Source passage.
↓↓↓

Monday 6 February 2017

Medical Marijuana May Help Opioid Addiction, More Research Needed

By Staff

Neurobiologist Yasmin Hurd of the Icahn School of Medicine at Mount Sinai has a beef with the lack of research on how cannabinoids and extracts of cannabis from medical marijuana can reduce cravings and ease withdrawal symptoms of heroin users.  She has been studying how both cannabinoids and opioids act on the brain and recently published her position in Trends in Neurosciences.

“If you look at both drugs and where their receptors are, opioids are much more dangerous, in part because of the potential for overdose–the opioid receptors are very abundant in the brainstem area that regulates our respiration, so they shut down the breathing center if opioid doses are high,” Hurd says. “Cannabinoids don’t do that. They have a much wider window of therapeutic benefit without causing an overdose in adults.”

↑↑↑

Task brief.
Answer these questions from the article on medical marijuana and opioid addiction:
(a) At which institution does Yasmin Hurd work?
(b) In which journal did she recently publish her position?
(c) According to Hurd, in what brain area are opioid receptors very abundant?
The entries that come next aren't needed for the task.

Point localization data.
↓↓↓

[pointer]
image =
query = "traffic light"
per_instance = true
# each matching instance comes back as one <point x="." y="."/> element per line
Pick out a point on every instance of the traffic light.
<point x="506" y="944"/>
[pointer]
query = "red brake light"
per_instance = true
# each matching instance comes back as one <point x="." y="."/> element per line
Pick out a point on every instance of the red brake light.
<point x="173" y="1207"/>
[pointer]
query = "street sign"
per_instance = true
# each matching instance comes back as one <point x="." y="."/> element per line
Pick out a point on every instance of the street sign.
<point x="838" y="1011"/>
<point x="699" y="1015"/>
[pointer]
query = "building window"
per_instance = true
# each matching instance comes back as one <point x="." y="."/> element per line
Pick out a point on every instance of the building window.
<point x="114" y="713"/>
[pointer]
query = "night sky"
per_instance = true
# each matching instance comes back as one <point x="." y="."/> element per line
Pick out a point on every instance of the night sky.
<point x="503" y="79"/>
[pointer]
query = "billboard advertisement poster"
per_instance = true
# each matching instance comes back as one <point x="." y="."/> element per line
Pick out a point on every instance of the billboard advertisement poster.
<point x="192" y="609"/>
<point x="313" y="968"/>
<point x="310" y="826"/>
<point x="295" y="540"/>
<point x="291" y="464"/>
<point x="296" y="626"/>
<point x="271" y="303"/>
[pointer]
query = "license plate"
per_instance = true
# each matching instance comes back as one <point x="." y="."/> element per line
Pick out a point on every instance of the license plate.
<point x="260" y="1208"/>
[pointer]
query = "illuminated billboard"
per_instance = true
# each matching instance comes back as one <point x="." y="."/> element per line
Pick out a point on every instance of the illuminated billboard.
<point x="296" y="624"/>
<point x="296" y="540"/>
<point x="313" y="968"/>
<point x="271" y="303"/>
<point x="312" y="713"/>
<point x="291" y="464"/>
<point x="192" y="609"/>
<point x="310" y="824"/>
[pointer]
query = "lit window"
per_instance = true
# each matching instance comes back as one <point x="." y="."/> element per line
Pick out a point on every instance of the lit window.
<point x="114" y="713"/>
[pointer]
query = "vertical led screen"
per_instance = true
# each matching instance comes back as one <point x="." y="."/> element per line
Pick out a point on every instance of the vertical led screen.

↑↑↑

Exercise solution.
(a) The Icahn School of Medicine at Mount Sinai.
(b) Trends in Neurosciences.
(c) The brainstem area that regulates respiration.